**** EXTRACTED INFORMATION ****

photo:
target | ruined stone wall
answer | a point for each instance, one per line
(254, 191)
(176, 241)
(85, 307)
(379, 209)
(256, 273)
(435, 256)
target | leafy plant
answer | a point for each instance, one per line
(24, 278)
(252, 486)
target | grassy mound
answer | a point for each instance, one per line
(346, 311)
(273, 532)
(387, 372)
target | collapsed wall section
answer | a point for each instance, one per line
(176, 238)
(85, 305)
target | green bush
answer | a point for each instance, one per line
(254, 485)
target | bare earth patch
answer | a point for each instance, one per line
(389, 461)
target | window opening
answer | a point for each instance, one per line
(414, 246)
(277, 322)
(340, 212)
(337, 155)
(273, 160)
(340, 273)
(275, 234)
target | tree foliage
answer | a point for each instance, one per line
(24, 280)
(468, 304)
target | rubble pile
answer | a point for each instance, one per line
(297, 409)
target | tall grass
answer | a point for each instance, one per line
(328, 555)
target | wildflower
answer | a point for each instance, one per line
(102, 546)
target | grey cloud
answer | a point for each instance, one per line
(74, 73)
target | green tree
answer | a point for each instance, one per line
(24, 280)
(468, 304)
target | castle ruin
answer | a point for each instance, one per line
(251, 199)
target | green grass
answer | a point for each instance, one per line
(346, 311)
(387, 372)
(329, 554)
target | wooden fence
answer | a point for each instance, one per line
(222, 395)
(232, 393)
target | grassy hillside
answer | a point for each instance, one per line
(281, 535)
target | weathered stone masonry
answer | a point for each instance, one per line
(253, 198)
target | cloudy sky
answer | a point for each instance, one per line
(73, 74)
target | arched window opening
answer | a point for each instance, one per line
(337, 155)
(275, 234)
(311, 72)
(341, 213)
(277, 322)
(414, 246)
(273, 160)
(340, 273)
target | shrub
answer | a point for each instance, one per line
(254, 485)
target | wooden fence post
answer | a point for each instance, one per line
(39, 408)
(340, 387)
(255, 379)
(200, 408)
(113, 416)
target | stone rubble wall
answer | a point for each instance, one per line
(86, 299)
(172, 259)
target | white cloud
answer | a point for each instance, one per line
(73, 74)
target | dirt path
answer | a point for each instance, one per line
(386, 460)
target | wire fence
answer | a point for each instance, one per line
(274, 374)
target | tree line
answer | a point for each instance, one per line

****

*STATED EXERCISE:* Extract all of the data shown above and repeat it verbatim.

*THE ANSWER:*
photo:
target | ruined stone wall
answer | a point for each instance, one per line
(254, 191)
(176, 241)
(85, 307)
(379, 209)
(256, 273)
(435, 256)
target | leafy plant
answer | a point for each instance, one per line
(24, 278)
(252, 486)
target | grassy mound
answer | a point for each instance, one per line
(346, 311)
(273, 532)
(387, 372)
target | collapsed wall section
answer | a point for each instance, one per line
(176, 238)
(85, 305)
target | green bush
answer | a point for each instance, one per line
(254, 485)
target | bare earth patch
answer | a point for each instance, one per line
(389, 461)
target | window opening
answer | a point for each instance, one per line
(414, 246)
(277, 322)
(340, 212)
(337, 155)
(273, 160)
(340, 273)
(275, 234)
target | tree foliage
answer | a point for each instance, one per line
(24, 280)
(468, 304)
target | rubble pile
answer | a point for each instance, one per line
(297, 409)
target | tall grass
answer | a point for each instance, one per line
(328, 555)
target | wildflower
answer | a point for each instance, one per line
(102, 546)
target | grey cloud
answer | a point for each instance, one per line
(74, 73)
target | green tree
answer | a point for each instance, one per line
(24, 280)
(468, 304)
target | castle ruin
answer | a point for each instance, one per line
(251, 199)
target | green grass
answer | a point for each instance, one per line
(346, 311)
(387, 372)
(329, 554)
target | wooden fence
answer | a point for each instance, one per line
(222, 395)
(232, 393)
target | grassy hillside
answer | a point for each instance, one per line
(281, 535)
target | weathered stone masonry
answer | a point for each instance, one per line
(253, 198)
target | cloudy sky
answer | a point for each instance, one per line
(73, 74)
target | arched window opening
answer | a point for each instance, one per line
(337, 155)
(275, 234)
(311, 72)
(341, 213)
(277, 322)
(414, 246)
(273, 160)
(340, 273)
target | shrub
answer | a point for each instance, one per line
(254, 485)
target | wooden fence post
answer | a point for each instance, one per line
(39, 408)
(340, 387)
(255, 379)
(200, 408)
(113, 416)
target | stone rubble wall
answer | a point for each instance, one per line
(86, 299)
(172, 259)
target | white cloud
answer | a point for each instance, one per line
(73, 74)
target | dirt path
answer | a point for each instance, one per line
(386, 460)
target | wire fence
answer | a point for each instance, one per line
(274, 374)
target | tree line
answer | a point for each instance, one per line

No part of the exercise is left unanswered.